▶ INPUT
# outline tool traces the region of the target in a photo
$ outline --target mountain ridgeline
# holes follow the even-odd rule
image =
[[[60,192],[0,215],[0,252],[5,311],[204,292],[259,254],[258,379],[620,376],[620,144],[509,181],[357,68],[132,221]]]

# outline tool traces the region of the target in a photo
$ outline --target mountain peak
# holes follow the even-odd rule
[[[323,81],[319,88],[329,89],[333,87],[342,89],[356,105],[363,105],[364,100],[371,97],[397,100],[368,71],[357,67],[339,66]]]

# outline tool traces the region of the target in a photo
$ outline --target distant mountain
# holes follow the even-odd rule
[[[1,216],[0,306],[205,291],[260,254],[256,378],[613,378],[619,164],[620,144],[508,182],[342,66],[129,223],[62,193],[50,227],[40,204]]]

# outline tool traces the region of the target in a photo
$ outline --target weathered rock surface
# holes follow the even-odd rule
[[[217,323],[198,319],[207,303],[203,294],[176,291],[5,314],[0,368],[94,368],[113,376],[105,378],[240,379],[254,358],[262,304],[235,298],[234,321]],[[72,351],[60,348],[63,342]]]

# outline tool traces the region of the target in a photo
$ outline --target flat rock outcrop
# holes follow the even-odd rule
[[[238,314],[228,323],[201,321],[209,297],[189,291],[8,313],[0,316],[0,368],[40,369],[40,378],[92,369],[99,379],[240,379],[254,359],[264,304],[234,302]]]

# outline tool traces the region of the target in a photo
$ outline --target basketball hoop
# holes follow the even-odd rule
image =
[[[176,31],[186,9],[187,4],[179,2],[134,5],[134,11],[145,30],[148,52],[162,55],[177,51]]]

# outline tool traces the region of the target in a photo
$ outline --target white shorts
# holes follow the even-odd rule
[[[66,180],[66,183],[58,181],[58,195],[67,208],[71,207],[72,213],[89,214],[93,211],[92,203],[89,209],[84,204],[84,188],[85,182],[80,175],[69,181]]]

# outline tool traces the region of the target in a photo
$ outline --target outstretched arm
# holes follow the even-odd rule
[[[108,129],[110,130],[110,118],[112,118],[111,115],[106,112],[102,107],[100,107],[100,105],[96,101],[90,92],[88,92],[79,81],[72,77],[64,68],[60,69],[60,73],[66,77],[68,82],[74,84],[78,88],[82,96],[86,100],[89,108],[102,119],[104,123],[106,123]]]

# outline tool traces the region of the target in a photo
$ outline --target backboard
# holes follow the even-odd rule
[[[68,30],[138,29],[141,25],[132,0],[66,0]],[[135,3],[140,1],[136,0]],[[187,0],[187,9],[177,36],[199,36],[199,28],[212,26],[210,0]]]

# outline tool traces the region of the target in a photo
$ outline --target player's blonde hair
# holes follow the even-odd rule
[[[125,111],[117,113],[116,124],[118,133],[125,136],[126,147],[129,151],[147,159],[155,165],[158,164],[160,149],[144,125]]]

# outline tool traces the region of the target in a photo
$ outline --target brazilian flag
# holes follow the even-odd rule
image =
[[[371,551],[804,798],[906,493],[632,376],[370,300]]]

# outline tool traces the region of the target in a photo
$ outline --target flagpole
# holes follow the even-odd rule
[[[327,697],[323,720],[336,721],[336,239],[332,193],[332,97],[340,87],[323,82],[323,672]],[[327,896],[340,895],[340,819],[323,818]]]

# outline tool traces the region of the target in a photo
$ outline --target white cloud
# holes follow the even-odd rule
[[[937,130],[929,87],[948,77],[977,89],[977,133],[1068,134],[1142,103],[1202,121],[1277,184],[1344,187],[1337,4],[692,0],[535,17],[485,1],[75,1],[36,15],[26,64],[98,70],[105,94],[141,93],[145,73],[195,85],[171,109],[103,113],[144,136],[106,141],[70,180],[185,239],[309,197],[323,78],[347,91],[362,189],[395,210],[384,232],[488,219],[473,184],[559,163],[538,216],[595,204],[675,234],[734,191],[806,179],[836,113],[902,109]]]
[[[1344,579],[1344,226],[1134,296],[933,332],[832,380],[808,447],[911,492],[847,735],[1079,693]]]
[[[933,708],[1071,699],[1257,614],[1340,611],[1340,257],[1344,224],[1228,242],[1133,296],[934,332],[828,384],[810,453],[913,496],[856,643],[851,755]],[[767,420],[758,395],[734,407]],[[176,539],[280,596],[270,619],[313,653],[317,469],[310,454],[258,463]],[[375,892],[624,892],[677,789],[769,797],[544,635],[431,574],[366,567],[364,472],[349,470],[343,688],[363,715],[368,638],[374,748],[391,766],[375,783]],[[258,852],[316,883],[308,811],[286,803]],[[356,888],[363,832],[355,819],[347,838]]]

▶ YOUR OBJECTIVE
Pull out every line of the entries above that contains the word "rock" and copy each one without changes.

▶ WRITTEN SOLUTION
$ outline --target weathered rock surface
$ outline --target flat rock outcrop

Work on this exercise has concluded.